How to complete this task →
An exact reproduction of all entries is required.

Supplied material →
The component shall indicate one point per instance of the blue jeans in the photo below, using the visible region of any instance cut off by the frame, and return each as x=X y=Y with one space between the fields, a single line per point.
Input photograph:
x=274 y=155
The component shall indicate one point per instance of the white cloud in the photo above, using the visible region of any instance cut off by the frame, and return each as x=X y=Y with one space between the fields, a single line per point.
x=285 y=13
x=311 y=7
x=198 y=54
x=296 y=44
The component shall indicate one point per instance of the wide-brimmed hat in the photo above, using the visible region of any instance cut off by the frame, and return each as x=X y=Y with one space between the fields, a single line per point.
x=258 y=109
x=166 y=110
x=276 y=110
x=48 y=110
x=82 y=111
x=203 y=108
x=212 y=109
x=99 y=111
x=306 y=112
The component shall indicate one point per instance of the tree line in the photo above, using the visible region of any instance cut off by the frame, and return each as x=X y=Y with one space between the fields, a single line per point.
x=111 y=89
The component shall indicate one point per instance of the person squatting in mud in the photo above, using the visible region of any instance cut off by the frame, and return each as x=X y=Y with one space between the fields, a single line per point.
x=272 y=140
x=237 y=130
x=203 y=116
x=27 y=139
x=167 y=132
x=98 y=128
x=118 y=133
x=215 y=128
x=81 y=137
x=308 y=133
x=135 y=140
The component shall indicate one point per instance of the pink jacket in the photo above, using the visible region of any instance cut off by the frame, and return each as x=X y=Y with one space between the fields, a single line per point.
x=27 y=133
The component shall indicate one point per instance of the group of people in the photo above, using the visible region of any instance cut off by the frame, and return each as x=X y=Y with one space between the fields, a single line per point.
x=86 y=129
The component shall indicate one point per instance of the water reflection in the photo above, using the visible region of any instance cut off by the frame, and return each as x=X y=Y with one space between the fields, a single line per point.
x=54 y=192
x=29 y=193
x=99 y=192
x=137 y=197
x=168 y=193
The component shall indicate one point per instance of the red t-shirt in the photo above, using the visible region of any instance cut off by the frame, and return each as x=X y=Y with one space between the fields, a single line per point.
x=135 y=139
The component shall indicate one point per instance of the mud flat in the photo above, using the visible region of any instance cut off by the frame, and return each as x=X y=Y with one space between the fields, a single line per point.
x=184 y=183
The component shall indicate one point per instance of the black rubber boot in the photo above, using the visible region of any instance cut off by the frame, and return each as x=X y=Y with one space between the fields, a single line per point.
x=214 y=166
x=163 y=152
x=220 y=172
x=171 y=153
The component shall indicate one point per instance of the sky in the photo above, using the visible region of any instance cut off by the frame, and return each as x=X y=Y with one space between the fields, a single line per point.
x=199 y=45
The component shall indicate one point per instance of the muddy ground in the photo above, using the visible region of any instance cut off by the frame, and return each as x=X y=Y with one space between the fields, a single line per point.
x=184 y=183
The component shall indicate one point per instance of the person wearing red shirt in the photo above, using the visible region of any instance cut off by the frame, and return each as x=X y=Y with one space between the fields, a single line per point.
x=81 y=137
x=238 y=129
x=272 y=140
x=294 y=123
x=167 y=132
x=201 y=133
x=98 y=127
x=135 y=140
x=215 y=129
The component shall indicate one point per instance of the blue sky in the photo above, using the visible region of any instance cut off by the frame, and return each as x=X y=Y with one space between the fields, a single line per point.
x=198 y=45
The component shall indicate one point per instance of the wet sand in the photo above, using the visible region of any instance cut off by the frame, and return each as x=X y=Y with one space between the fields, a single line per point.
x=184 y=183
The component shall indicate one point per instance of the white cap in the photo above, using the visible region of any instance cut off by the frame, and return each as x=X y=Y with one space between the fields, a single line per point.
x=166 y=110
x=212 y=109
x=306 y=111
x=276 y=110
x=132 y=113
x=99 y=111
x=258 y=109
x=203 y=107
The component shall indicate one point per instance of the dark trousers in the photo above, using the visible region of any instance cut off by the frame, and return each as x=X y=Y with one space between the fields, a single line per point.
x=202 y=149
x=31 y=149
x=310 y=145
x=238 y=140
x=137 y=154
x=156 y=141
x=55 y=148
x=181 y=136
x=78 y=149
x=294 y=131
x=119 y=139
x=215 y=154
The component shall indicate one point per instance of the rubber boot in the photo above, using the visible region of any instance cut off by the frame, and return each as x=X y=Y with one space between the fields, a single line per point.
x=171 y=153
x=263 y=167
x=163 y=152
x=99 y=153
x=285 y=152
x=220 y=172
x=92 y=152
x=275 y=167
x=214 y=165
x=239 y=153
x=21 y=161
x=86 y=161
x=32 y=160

Output →
The component shall indicate one point per instance of the blue jeans in the photo below, using the visible region of any instance cut off by the frame, and return each as x=X y=Y with one space between the fields, a single line per point.
Input photograph:
x=274 y=155
The component shall indicate one point per instance of the white cloud in the photo above, using the visible region of any instance cut off by the frame, and return each as x=X y=Y with one space between the fields, a single line per point.
x=285 y=13
x=311 y=7
x=198 y=54
x=296 y=44
The component shall indicate one point per instance of the wide-brimmed hat in the photo above, using the visible region of any instance cut off by the frame, and return each as x=X y=Y with one space between the fields, a single line per point.
x=258 y=109
x=166 y=110
x=276 y=110
x=48 y=110
x=82 y=111
x=203 y=108
x=212 y=109
x=99 y=111
x=306 y=112
The component shall indicate one point per instance of the tree line in the photo above, using the visible region of any instance cut off by the frame, and return each as x=X y=Y with one space between the fields, a single line per point.
x=111 y=89
The component shall indicate one point per instance of the person squatting in mud in the photo above, using the visible region of any instance cut off by the frame, and return each as x=X y=Y with one space between the fields, a single line per point.
x=272 y=140
x=237 y=130
x=203 y=116
x=27 y=139
x=167 y=132
x=98 y=128
x=118 y=133
x=215 y=128
x=81 y=137
x=308 y=133
x=135 y=140
The component shall indicate one point per instance of the pink jacket in the photo above, using the visible region of any instance cut off by the frame, and return each as x=X y=Y with one space between the fields, a single line per point.
x=27 y=133
The component shall indicate one point per instance of the group of people in the photo above, using the visible region of any instance cut off by the frame, and return each as x=X y=Y with one space between the fields, a single line per point.
x=86 y=129
The component shall indicate one point per instance of the water reflection in the photo above, using the visible region of any instance cut off by the frame, and return each as x=X y=Y with one space between the fields, a single line per point.
x=54 y=192
x=29 y=193
x=99 y=192
x=137 y=197
x=168 y=193
The component shall indicate one point per instance of the red t-shirt in the photo above, using the visible region of any instance cut off by the frame, and return each as x=X y=Y with one space between the fields, a single line per point.
x=135 y=139
The component shall indicate one point per instance of the mud flat in the photo above, using the visible region of any instance cut off by the frame, and return each as x=X y=Y with one space between the fields, a single line per point.
x=184 y=183
The component shall indicate one point per instance of the black rubber boot in the photo above, using the visible region of any instance cut off by the frame, and return each as x=X y=Y with one space between the fields, a single line per point.
x=214 y=166
x=163 y=152
x=220 y=172
x=171 y=153
The component shall indicate one point per instance of the sky in the photo above, using the visible region of any instance cut off by the frame, and return each as x=X y=Y with one space between the fields, a single line per point.
x=199 y=45
The component shall indicate one point per instance of the muddy ground in the photo above, using the visible region of any instance cut off by the frame, and return each as x=X y=Y with one space between the fields, a single line per point.
x=184 y=183
The component shall indicate one point per instance of the person wearing red shirt in the photo above, using the visible region of any instance cut off by the frame, and return each as x=X y=Y with one space between the fields, a single line per point.
x=81 y=137
x=238 y=129
x=272 y=140
x=294 y=123
x=167 y=132
x=201 y=133
x=98 y=127
x=135 y=140
x=215 y=129
The component shall indicate one point per instance of the blue sky in the photo above, using the visible region of any instance cut off by the frame, and return each as x=X y=Y with one space between the fields, a single line per point.
x=198 y=45
The component shall indicate one point per instance of the wet sand in the photo above, using the visible region of any instance cut off by the frame, and return each as x=X y=Y with one space between the fields, a single line per point.
x=184 y=183
The component shall indicate one point per instance of the white cap in the photo above, using the visible region of any instance cut off by the frame, and return each as x=X y=Y with one space between the fields, a single line per point.
x=166 y=110
x=212 y=109
x=306 y=111
x=276 y=110
x=132 y=113
x=99 y=111
x=258 y=109
x=203 y=107
The component shall indicate one point per instance of the dark trousers in the photo above, using the visible region of any instance cut off by the frame, and return each as x=X y=Y with one space between the fields, a single line per point.
x=202 y=149
x=31 y=149
x=310 y=145
x=238 y=140
x=137 y=154
x=156 y=141
x=55 y=148
x=181 y=136
x=78 y=149
x=294 y=131
x=119 y=139
x=215 y=154
The component shall indicate one point per instance of the rubber boot in the photo above, using the visible region of any instance cut off by the frame, and return each as x=X y=Y with one space between the fields, a single line per point.
x=171 y=153
x=263 y=167
x=163 y=152
x=99 y=153
x=285 y=152
x=220 y=172
x=92 y=152
x=275 y=167
x=214 y=165
x=239 y=153
x=21 y=161
x=86 y=161
x=32 y=160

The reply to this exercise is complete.